**Supplied text**.
Early Beginnings
Warwick School is the oldest surviving boys' grammar school in the world. It was active in the time of King Edward the Confessor (reigned 1042 -1066) and probably for a century earlier, most likely in the grounds of Warwick Castle.
By 1477 lessons were held in the old church of St John the Baptist in the Market Place, and the school was still there when King Henry VIII re-founded it as "The King's New Scole of Warwyke" in 1545. At this point the new grammar school moved to what is now the Lord Leycester Hospital, and later on to St Peter's Chapel over the Eastgate, now part of King's High School for Girls. We are still not quite sure where the school was in the 17th century, but it had a couple of notable schoolmasters in the form of the epigrammatist John Owen (WS 1595-1622) and Rev Thomas DuGard (WS 1633-49), who did so much to record the history and daily life of the school in his Latin diary.

**Goal of the exercise**.
Continue the account of Warwick School's early history, starting after its final sentence.

**Information supplied**.
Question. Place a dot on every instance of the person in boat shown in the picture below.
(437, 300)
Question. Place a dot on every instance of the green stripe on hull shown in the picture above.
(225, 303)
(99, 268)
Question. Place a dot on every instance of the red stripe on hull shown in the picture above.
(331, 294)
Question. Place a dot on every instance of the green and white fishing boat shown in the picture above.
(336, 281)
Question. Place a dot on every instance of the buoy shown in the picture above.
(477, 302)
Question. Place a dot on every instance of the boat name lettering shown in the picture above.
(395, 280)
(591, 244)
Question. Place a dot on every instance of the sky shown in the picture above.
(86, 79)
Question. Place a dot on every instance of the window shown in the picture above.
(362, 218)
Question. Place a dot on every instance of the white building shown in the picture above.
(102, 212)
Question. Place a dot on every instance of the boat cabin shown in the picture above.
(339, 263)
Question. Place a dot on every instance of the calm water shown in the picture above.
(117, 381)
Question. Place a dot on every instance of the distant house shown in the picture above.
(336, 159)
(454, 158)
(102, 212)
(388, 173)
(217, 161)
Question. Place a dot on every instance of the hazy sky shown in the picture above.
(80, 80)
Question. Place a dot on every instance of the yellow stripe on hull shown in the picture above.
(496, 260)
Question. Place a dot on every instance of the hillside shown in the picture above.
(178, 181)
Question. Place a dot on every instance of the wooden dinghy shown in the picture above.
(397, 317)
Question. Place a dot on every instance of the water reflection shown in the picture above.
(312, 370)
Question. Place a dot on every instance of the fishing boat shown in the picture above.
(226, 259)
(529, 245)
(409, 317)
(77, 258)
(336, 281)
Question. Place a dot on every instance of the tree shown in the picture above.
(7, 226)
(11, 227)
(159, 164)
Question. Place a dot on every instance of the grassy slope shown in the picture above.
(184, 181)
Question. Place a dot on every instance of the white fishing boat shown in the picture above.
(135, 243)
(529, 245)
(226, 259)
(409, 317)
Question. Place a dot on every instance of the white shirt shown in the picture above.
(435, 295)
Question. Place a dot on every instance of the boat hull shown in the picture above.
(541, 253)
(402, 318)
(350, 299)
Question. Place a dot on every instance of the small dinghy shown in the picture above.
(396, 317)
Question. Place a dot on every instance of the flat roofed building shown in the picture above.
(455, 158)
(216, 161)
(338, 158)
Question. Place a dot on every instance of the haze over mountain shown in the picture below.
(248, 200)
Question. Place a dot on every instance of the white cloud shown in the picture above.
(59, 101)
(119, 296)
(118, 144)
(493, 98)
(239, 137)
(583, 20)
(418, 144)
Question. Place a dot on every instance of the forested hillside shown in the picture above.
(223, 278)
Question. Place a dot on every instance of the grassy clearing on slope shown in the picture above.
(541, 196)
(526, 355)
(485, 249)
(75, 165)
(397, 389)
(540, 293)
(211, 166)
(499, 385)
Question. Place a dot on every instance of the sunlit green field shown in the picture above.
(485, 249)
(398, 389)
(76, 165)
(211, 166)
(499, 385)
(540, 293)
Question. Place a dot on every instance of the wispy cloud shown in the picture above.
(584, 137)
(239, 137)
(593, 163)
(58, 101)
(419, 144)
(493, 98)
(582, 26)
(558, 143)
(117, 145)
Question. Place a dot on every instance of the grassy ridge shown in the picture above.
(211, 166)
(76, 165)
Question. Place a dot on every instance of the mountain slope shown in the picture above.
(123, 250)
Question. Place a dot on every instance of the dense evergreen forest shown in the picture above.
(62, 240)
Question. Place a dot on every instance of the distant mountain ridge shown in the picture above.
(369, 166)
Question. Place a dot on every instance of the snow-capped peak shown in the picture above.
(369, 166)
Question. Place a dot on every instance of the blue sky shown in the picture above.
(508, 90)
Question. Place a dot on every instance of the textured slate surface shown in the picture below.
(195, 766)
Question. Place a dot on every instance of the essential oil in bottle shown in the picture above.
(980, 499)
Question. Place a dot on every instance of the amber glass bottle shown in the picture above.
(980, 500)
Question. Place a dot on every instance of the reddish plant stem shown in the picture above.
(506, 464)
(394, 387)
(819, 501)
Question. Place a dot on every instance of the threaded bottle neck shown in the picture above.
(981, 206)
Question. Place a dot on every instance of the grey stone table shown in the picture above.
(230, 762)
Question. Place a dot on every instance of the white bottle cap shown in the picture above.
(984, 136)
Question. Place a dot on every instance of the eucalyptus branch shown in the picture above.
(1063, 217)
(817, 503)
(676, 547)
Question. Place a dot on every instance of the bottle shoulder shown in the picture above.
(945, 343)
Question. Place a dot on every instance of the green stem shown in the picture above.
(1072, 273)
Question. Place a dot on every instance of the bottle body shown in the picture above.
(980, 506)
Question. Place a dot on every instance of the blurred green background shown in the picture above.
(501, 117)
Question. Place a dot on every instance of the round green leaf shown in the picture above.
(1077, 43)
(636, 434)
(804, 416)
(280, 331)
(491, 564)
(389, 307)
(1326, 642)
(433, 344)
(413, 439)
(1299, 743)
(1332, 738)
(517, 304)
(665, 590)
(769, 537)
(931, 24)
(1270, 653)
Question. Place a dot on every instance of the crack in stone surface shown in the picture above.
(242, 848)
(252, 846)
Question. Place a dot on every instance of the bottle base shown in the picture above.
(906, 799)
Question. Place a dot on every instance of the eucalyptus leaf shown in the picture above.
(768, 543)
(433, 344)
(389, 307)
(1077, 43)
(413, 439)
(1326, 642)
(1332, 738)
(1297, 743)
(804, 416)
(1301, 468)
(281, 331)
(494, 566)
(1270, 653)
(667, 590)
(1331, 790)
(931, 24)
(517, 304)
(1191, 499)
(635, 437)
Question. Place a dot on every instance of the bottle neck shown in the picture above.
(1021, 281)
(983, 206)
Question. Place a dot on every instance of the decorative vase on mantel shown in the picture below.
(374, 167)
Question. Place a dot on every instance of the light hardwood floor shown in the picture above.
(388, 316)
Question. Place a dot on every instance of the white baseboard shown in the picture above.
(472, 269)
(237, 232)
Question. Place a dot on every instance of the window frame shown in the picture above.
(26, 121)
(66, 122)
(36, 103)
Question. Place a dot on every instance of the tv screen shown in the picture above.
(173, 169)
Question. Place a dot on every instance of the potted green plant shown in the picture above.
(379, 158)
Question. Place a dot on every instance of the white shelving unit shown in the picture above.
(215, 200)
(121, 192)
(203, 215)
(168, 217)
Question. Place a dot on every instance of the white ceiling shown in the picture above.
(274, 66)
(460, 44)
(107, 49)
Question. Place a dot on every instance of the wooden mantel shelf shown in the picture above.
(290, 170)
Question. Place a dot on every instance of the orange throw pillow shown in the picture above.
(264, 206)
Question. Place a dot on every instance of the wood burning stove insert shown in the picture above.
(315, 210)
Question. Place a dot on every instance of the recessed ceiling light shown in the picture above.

**Your response**.
The grammar school moved to the disused mediaeval buildings of the Vicars Choral in St Mary's churchyard around 1697, and stayed there for the next 200 years. Despite initially thriving, with up to 60 boarders, by the end of the 18th century "there were no boarders and very few, if any, free scholars". The 50 year tenure of Rev George Innes as Master began in 1792. The school's fortunes once again fluctuated wildly. Educational reforms and the shake-up of local charities dramatically improved the school under Rev Herbert Hill (WS 1842-76), and a modern curriculum was introduced. It was only in 1871 that a list of the 50 or so pupils attending the school began to be kept! Three new schools were proposed in the 1870s. They had all begun operations by 1879:
The King's Grammar School, on a new site south of the River Avon, with a classical curriculum
The King's Middle School in The Butts, providing a “commercial education” for "less academic" boys
The King's High School for Girls, in Landor House, Smith Street.